→ Request:
Change "stone column" to "marble pillar" in each of the records below, and reproduce their lines with everything else left as it is. Leave the pictures out of the output.

→ Task data:
----------------

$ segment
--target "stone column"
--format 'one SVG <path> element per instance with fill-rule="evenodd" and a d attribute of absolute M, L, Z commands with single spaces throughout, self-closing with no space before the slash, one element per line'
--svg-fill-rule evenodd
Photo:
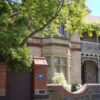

----------------

→ Reply:
$ segment
--target "marble pillar"
--format 'one SVG <path> element per instance with fill-rule="evenodd" and a d attribute of absolute M, L, Z commands with single spaces throughout, self-closing with no space before the slash, one element per line'
--svg-fill-rule evenodd
Photo:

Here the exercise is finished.